- Problem to work on
Nothing but the lines from the line with "Task: annotate each instance of the browned" through the end of the data is to be copied, and each is to be copied exactly.

- Data to use
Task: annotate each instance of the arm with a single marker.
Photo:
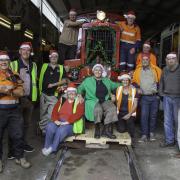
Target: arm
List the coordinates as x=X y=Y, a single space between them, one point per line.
x=79 y=113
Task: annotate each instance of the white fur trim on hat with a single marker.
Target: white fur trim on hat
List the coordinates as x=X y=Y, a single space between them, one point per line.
x=24 y=46
x=4 y=57
x=71 y=89
x=171 y=55
x=129 y=16
x=97 y=65
x=124 y=76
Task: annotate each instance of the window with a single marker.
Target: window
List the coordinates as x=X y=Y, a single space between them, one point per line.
x=49 y=13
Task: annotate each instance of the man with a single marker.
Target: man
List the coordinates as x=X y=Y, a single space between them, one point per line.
x=129 y=42
x=50 y=78
x=146 y=50
x=28 y=73
x=10 y=116
x=67 y=119
x=69 y=37
x=147 y=77
x=170 y=90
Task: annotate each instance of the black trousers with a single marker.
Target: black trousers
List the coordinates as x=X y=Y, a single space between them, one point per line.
x=66 y=52
x=125 y=125
x=13 y=121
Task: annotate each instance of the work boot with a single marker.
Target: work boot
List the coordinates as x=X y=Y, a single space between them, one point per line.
x=107 y=132
x=23 y=163
x=143 y=139
x=1 y=166
x=152 y=137
x=97 y=132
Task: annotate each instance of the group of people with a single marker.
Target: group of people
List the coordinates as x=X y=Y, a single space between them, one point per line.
x=63 y=110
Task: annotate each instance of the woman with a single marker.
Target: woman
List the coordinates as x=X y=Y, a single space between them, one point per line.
x=97 y=91
x=126 y=99
x=66 y=116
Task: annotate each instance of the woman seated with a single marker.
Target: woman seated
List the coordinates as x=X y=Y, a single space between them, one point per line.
x=126 y=100
x=66 y=120
x=97 y=91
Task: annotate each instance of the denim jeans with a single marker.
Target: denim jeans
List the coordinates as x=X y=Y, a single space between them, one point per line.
x=171 y=106
x=56 y=135
x=149 y=110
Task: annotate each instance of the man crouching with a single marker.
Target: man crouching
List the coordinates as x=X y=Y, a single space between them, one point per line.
x=66 y=121
x=10 y=116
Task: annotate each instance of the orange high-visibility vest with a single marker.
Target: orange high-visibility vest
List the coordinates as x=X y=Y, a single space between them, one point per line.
x=131 y=97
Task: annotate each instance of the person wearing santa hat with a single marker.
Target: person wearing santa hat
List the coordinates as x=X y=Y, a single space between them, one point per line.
x=28 y=73
x=69 y=37
x=129 y=41
x=66 y=120
x=126 y=101
x=97 y=90
x=11 y=90
x=52 y=75
x=170 y=91
x=147 y=51
x=146 y=78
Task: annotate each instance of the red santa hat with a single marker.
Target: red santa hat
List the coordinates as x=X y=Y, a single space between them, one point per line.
x=52 y=53
x=71 y=87
x=130 y=14
x=147 y=44
x=171 y=55
x=26 y=45
x=4 y=55
x=72 y=11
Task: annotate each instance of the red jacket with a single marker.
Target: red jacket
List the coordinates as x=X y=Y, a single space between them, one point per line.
x=74 y=117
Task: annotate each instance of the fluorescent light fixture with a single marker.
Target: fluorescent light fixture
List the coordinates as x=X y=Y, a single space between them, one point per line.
x=28 y=34
x=5 y=22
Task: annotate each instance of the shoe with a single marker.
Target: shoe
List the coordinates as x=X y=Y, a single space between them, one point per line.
x=166 y=145
x=10 y=156
x=143 y=139
x=47 y=151
x=152 y=137
x=23 y=163
x=28 y=148
x=107 y=132
x=1 y=166
x=97 y=132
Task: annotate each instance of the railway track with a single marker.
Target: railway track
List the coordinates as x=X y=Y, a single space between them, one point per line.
x=126 y=155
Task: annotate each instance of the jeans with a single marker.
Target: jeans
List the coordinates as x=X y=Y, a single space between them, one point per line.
x=171 y=106
x=149 y=110
x=12 y=119
x=126 y=58
x=56 y=135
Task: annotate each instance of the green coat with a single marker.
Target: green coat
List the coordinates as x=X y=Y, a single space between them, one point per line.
x=88 y=88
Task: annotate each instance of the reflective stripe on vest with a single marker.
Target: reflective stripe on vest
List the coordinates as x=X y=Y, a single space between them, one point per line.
x=14 y=67
x=43 y=70
x=131 y=98
x=78 y=125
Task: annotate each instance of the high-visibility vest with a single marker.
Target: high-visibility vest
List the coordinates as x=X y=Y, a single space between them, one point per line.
x=78 y=125
x=15 y=67
x=41 y=78
x=131 y=98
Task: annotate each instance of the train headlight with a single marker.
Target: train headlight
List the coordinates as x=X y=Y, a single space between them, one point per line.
x=101 y=15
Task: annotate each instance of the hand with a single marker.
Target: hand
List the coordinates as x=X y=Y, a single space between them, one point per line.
x=80 y=98
x=132 y=50
x=58 y=123
x=127 y=116
x=50 y=85
x=113 y=98
x=64 y=123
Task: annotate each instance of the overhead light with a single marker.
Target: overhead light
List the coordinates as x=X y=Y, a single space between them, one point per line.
x=28 y=34
x=5 y=22
x=43 y=42
x=101 y=15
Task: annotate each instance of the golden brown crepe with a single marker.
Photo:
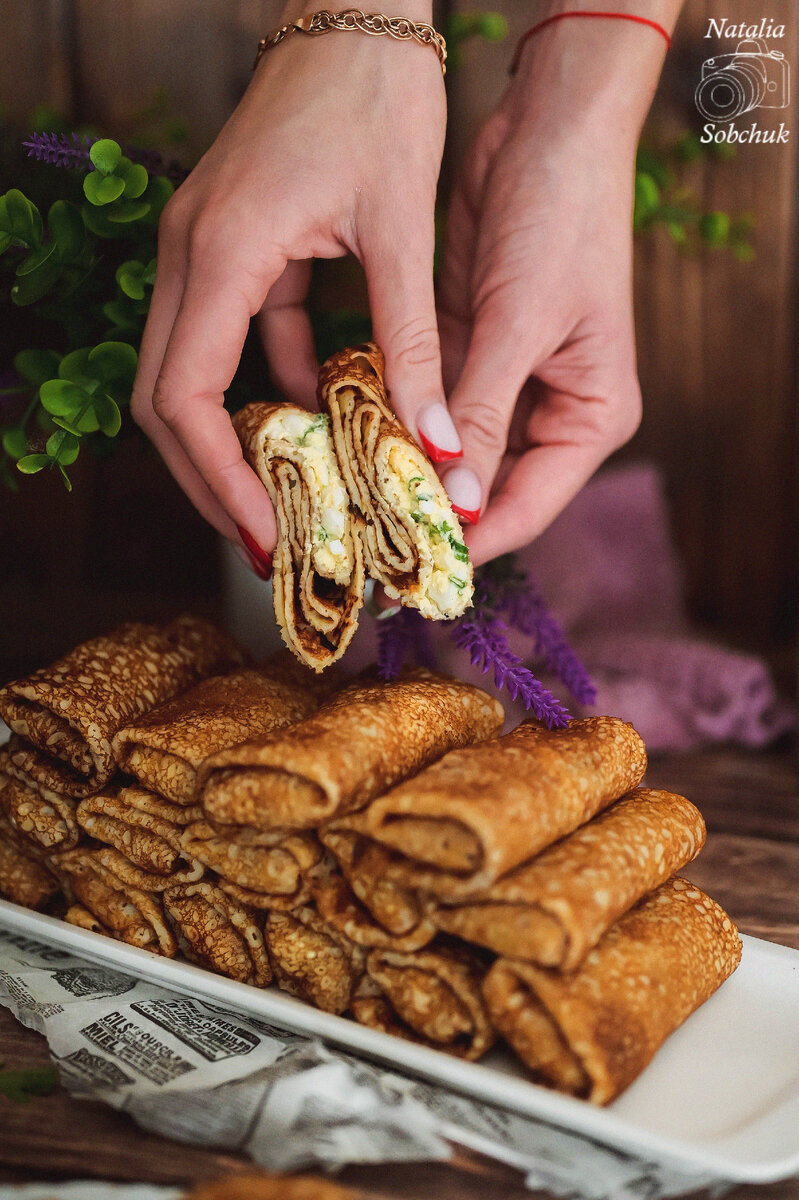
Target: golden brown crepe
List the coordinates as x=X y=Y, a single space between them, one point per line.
x=318 y=564
x=72 y=709
x=412 y=538
x=263 y=869
x=593 y=1031
x=125 y=912
x=24 y=879
x=402 y=912
x=367 y=737
x=312 y=959
x=142 y=835
x=44 y=820
x=164 y=748
x=480 y=811
x=436 y=994
x=216 y=931
x=556 y=907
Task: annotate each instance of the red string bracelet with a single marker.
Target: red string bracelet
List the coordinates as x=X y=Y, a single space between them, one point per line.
x=563 y=16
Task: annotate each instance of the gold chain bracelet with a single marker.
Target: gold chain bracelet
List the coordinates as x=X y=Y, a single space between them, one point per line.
x=374 y=23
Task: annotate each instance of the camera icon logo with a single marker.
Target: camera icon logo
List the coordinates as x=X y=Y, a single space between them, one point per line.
x=750 y=77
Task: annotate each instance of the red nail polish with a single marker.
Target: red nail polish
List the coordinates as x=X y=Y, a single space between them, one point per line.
x=434 y=453
x=470 y=515
x=260 y=559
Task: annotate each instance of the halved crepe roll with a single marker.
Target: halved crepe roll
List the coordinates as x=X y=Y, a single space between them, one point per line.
x=312 y=959
x=44 y=820
x=593 y=1031
x=125 y=912
x=216 y=931
x=318 y=564
x=143 y=835
x=436 y=994
x=403 y=913
x=367 y=737
x=164 y=748
x=554 y=909
x=266 y=869
x=412 y=538
x=482 y=810
x=72 y=709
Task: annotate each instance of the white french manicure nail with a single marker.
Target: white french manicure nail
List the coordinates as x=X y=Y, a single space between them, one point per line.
x=438 y=433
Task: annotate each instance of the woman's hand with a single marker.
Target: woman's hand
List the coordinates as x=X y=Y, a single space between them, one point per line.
x=335 y=149
x=535 y=305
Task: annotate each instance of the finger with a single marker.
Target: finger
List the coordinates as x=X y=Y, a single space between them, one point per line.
x=400 y=279
x=200 y=360
x=287 y=336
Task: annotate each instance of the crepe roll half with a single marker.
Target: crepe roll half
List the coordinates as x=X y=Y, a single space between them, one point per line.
x=412 y=538
x=367 y=737
x=593 y=1031
x=312 y=959
x=318 y=563
x=263 y=869
x=126 y=912
x=434 y=996
x=553 y=910
x=164 y=748
x=480 y=811
x=142 y=833
x=72 y=709
x=216 y=931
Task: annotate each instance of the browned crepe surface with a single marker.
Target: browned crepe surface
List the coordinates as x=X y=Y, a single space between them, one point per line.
x=554 y=909
x=218 y=933
x=72 y=709
x=362 y=741
x=481 y=810
x=593 y=1031
x=164 y=748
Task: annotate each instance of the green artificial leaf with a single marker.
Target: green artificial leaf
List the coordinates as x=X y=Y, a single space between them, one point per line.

- Correct output
Task: annotate each instance of the browned crepe surface with a single marker.
Target: browned crepe surface
List the coordinates as x=X y=Y, a single space between them, one point per line.
x=554 y=909
x=218 y=933
x=72 y=709
x=362 y=741
x=481 y=810
x=593 y=1031
x=164 y=748
Task: annotate each instance of the green artificial leaf with a single marker.
Target: green artificial leaf
List the coordinates as x=X y=Y, a single space between them, one point per line.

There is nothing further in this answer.